*Data for this exercise*:

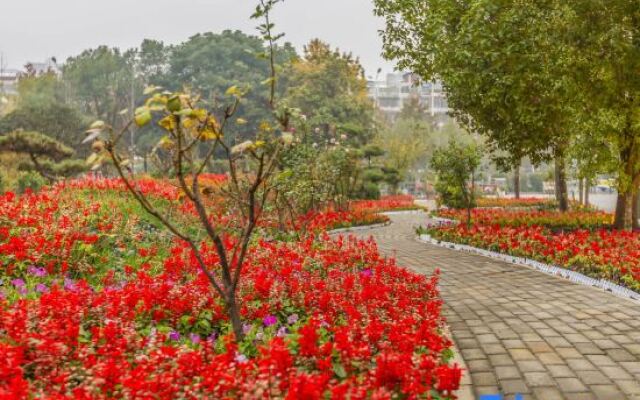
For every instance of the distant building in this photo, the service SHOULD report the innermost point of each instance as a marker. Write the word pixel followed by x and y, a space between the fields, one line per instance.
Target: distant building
pixel 9 77
pixel 9 81
pixel 390 94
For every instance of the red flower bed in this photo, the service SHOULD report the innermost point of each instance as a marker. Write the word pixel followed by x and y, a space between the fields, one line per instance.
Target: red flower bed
pixel 551 219
pixel 515 203
pixel 386 203
pixel 96 303
pixel 608 254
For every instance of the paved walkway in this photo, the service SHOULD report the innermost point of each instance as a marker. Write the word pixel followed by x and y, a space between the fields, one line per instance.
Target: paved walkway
pixel 522 331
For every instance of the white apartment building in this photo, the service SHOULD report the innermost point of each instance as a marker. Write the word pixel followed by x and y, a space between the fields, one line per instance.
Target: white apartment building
pixel 8 80
pixel 390 94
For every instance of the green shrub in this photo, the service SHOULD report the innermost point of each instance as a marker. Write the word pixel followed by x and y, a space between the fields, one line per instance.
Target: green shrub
pixel 30 180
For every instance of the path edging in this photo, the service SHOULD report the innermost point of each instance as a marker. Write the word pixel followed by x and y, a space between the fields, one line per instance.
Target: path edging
pixel 572 276
pixel 358 228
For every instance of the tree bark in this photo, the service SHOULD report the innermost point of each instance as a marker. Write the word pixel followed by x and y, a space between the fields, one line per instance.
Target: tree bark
pixel 234 315
pixel 516 181
pixel 581 190
pixel 561 181
pixel 623 211
pixel 635 211
pixel 587 189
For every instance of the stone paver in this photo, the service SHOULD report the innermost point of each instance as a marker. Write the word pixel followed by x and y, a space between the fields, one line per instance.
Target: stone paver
pixel 522 331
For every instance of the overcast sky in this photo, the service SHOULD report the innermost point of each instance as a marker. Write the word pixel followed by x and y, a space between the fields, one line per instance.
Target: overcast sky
pixel 33 30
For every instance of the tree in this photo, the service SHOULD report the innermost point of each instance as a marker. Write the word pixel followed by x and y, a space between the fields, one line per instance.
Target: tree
pixel 502 65
pixel 41 107
pixel 455 167
pixel 408 140
pixel 64 124
pixel 188 120
pixel 102 82
pixel 330 89
pixel 209 63
pixel 605 43
pixel 47 156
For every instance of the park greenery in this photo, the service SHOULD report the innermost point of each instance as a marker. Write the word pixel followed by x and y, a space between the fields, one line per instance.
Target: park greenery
pixel 547 80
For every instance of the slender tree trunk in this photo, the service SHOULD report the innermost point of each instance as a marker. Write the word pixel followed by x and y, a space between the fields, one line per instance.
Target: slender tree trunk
pixel 561 181
pixel 635 211
pixel 234 315
pixel 623 211
pixel 587 189
pixel 581 191
pixel 516 181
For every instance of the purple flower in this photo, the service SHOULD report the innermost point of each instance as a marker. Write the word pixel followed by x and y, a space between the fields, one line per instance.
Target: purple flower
pixel 367 273
pixel 41 288
pixel 37 271
pixel 282 332
pixel 292 319
pixel 269 320
pixel 19 283
pixel 69 284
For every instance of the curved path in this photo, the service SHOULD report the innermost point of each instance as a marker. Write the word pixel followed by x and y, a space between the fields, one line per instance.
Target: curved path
pixel 522 331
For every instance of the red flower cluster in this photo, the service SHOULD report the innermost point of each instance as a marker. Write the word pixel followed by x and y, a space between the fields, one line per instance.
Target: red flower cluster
pixel 386 203
pixel 95 306
pixel 601 253
pixel 549 218
pixel 515 203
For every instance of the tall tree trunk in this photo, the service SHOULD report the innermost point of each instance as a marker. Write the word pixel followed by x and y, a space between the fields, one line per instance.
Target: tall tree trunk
pixel 623 211
pixel 234 314
pixel 581 190
pixel 587 189
pixel 635 211
pixel 516 181
pixel 561 181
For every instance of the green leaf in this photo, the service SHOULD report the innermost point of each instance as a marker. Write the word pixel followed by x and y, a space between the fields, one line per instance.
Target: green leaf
pixel 143 116
pixel 339 370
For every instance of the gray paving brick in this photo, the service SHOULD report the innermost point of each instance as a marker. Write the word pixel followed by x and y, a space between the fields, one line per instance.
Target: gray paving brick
pixel 571 385
pixel 521 331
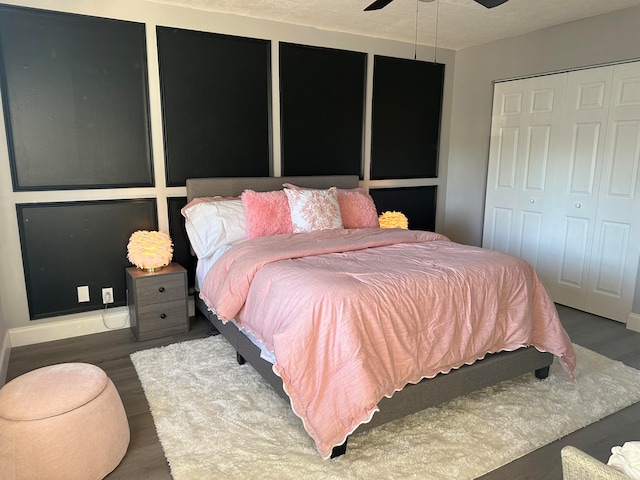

*What the exercise asks*:
Please copy out, word for word, the lines of the listing from the line with "For every instance of the tall" through the line with "pixel 339 370", including both of those lines.

*Solution to this exercise*:
For every instance of the tall tree trunk in this photo, the service SHOULD report the innermost point of each instance as a marker. Write the word pixel followed by x and y, a space between the fields, one line per instance.
Target: tall tree trunk
pixel 623 211
pixel 234 314
pixel 581 190
pixel 587 189
pixel 635 211
pixel 516 181
pixel 561 181
For every instance of the green leaf in this photo, the service SHOULD report the innermost point of each instance as a marker. Write the word pixel followed by x and y, a space between the fields, one line per instance.
Target: green leaf
pixel 143 116
pixel 339 370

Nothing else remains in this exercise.